# What needs to be done:
Set out every line of the records below as a numbered list, skipping any blank lines and leaving the pictures out.

# Records for the exercise:
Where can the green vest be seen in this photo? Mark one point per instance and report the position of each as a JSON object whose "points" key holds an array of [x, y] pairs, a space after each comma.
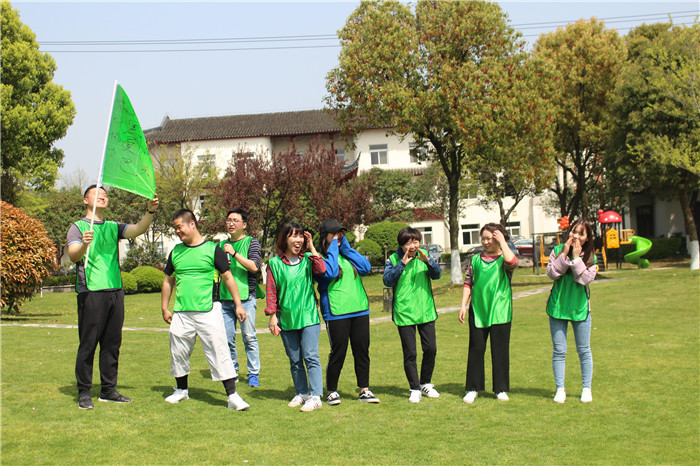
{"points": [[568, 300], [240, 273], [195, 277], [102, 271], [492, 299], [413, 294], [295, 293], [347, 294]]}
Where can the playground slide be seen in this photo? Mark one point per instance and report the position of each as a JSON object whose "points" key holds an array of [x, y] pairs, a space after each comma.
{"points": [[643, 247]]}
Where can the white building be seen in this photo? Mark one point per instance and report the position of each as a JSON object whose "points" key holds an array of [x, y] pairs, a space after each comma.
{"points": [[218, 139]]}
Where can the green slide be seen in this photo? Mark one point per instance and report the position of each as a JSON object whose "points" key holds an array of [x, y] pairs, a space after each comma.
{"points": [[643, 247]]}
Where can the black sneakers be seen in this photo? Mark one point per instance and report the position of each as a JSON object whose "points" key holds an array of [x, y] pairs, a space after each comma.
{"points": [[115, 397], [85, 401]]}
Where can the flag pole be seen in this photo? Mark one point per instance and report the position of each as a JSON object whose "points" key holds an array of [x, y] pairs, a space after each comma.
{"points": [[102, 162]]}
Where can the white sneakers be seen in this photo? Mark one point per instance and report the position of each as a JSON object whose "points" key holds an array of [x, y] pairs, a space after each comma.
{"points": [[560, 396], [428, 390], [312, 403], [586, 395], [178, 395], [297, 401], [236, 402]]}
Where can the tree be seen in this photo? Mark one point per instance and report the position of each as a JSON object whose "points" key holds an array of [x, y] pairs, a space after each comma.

# Task result:
1. Where can the green vest be seen in this photo? Mark one point per instance and report the position of each as a JSON object whose "points" key holds an array of [x, y] pairs, a space after each comma.
2. {"points": [[568, 300], [240, 273], [195, 277], [102, 271], [492, 299], [413, 294], [295, 293], [347, 294]]}
3. Where can the playground slide be seen in this photo? Mark one point per instance and report the position of each as a JSON object whose "points" key holds an array of [x, y] pairs, a space after each comma.
4. {"points": [[643, 247]]}
5. Where can the white building be seen in this photo? Mark one point per instance and report the position of each as a JSON object whose "points" key holds an array of [x, y] pairs, a space after each comma.
6. {"points": [[218, 139]]}
7. Where can the green slide be seen in this photo? Mark one point per instance and report the position of each as a JSON object whose "points" key holds an array of [x, y] pairs, a space after each comma.
8. {"points": [[643, 247]]}
9. Where can the black sneakers be seen in this photo? Mark one point per instance and report the position of each as a JSON object whose "points" key holds an array of [x, y] pairs, a space after each comma.
10. {"points": [[115, 397], [85, 401]]}
11. Where can the flag pole be seen in this photo? Mark one point per instance and report the position of each as a JSON object whose "points" key holds an array of [x, y] pairs, a space after each comma.
12. {"points": [[102, 162]]}
13. Where can the white sneakers be seen in this photo? Mark one point per instance and report the position of each as a JSON object whose "points" key holds an array of [x, y] pairs, a space after each comma.
14. {"points": [[560, 396], [428, 390], [312, 403], [586, 395], [178, 395], [297, 401], [236, 402]]}
15. Where can the tree be seen in this photo? Mark one point per instance and report the position of each as a JSON object whose "points" key holds an array of [x, y] pairs, a space after each comma.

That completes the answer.